**Stated exercise:** Rewrite all of the data below, putting "place a pin" in place of "drop a marker" each time it occurs and keeping every other word unchanged.

(begin)

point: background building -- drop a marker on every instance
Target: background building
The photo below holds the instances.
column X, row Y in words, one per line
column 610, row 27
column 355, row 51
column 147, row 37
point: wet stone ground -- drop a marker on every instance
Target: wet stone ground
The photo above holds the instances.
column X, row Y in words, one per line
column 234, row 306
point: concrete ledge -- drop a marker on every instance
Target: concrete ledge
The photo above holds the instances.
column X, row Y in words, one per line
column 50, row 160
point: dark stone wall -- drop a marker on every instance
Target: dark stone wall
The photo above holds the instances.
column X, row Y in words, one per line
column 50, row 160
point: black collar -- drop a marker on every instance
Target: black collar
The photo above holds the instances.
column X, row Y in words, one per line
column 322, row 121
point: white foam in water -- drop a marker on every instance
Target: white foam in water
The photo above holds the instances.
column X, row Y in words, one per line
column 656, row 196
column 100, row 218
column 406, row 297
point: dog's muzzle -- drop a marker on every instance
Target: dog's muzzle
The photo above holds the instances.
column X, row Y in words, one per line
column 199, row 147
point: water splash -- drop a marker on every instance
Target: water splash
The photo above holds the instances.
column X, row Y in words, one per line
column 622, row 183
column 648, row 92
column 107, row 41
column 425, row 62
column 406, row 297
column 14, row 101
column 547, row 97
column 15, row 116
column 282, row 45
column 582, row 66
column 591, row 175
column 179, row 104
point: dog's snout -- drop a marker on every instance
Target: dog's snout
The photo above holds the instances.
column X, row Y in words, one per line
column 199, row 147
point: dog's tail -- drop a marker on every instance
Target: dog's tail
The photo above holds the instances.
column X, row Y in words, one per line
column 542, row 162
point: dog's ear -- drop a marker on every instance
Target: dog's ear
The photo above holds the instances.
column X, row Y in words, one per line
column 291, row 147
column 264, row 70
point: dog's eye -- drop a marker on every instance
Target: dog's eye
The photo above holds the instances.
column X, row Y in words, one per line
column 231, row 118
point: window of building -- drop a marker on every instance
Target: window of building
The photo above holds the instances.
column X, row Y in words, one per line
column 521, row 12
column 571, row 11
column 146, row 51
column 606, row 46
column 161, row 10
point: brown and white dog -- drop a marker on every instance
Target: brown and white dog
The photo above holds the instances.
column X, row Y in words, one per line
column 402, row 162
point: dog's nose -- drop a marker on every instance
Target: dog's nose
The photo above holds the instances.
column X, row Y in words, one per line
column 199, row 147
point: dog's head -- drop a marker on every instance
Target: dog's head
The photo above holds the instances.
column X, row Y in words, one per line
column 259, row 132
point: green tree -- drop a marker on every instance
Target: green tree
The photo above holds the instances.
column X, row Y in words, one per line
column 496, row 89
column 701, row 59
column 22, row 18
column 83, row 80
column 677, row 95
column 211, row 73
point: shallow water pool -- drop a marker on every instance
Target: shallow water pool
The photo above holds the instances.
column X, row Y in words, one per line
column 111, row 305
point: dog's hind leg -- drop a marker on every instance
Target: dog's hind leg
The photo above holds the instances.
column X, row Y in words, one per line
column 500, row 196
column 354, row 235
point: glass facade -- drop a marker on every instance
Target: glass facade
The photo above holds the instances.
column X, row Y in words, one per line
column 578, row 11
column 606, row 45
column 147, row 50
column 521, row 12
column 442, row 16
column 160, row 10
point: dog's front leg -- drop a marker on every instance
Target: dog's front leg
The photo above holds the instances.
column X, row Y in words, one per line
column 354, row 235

(end)

**Correct result:**
point: background building -- place a pin on every instance
Target: background building
The photo below holds the instances.
column X, row Y in words, one per line
column 610, row 27
column 355, row 51
column 147, row 37
point: wet stone ground -- place a pin on every instance
Target: wet stone ground
The photo above holds the instances.
column X, row Y in words, one per line
column 234, row 306
point: concrete ledge -- place a pin on every instance
Target: concrete ledge
The photo above holds the instances.
column X, row Y in words, one per line
column 50, row 160
point: dark stone wall -- place a pin on every instance
Target: dark stone wall
The photo above holds the instances.
column X, row Y in words, one per line
column 50, row 160
point: black collar -- place a pin on every instance
Target: black collar
The photo above holds the instances.
column X, row Y in words, one per line
column 322, row 121
point: white foam in water -- place a pin on every instance
Target: white foam in water
The photo above holds the instances.
column X, row Y in words, one per line
column 656, row 196
column 100, row 218
column 406, row 297
point: dog's muzzle -- place a pin on every instance
Target: dog's muzzle
The photo above holds the instances.
column X, row Y in words, one per line
column 199, row 147
point: water splash -- place a pin on every instance
Target: water splash
The photo above holds the instances.
column X, row Y in words, one per line
column 622, row 183
column 648, row 92
column 107, row 41
column 425, row 62
column 406, row 297
column 14, row 101
column 547, row 97
column 15, row 116
column 282, row 45
column 582, row 66
column 591, row 175
column 179, row 104
point: dog's snout -- place a pin on every instance
Target: dog's snout
The photo above holds the instances.
column X, row Y in words, one per line
column 199, row 147
point: dog's tail -- place a pin on every instance
Target: dog's tail
The photo above holds the instances.
column X, row Y in words, one per line
column 542, row 162
point: dog's ear -- place a pin on every instance
Target: dog's ear
The photo above holds the instances.
column X, row Y in words, one per line
column 291, row 147
column 264, row 70
point: dog's eye -- place a pin on every instance
Target: dog's eye
The photo above holds the instances.
column X, row Y in words, one per line
column 231, row 118
point: window of building -- place a pin on every instance
Target: window of building
The photo above holds the instances.
column X, row Y in words, one per line
column 521, row 12
column 571, row 11
column 146, row 51
column 606, row 46
column 161, row 10
point: brown and white dog -- place a pin on every instance
Target: brown and white dog
The photo above holds the instances.
column X, row Y in words, one per line
column 402, row 162
point: dog's nose -- place a pin on every instance
Target: dog's nose
The photo above holds the instances.
column X, row Y in words, one per line
column 199, row 147
point: dog's head -- place a pin on every instance
Target: dog's head
The photo above holds the instances.
column X, row Y in words, one per line
column 259, row 132
point: green tree -- place a pin on every instance
Target: green tree
The photo above holds the instances.
column X, row Y in words, one per line
column 496, row 89
column 701, row 59
column 22, row 18
column 83, row 80
column 677, row 95
column 211, row 73
point: shallow water pool -- place a pin on every instance
Target: shallow water pool
The photo above holds the instances.
column X, row Y in words, one per line
column 111, row 305
point: dog's hind leg -- place a pin on every instance
Target: dog's hind leg
The photo above holds the instances.
column X, row Y in words, one per line
column 500, row 196
column 354, row 235
point: glass facade -- place a pin on every instance
Target: glass facade
The photo above holds the instances.
column X, row Y in words, one per line
column 578, row 11
column 606, row 45
column 147, row 50
column 521, row 12
column 442, row 16
column 160, row 10
point: dog's front leg -- place a pin on every instance
Target: dog's front leg
The photo above holds the instances.
column X, row Y in words, one per line
column 354, row 235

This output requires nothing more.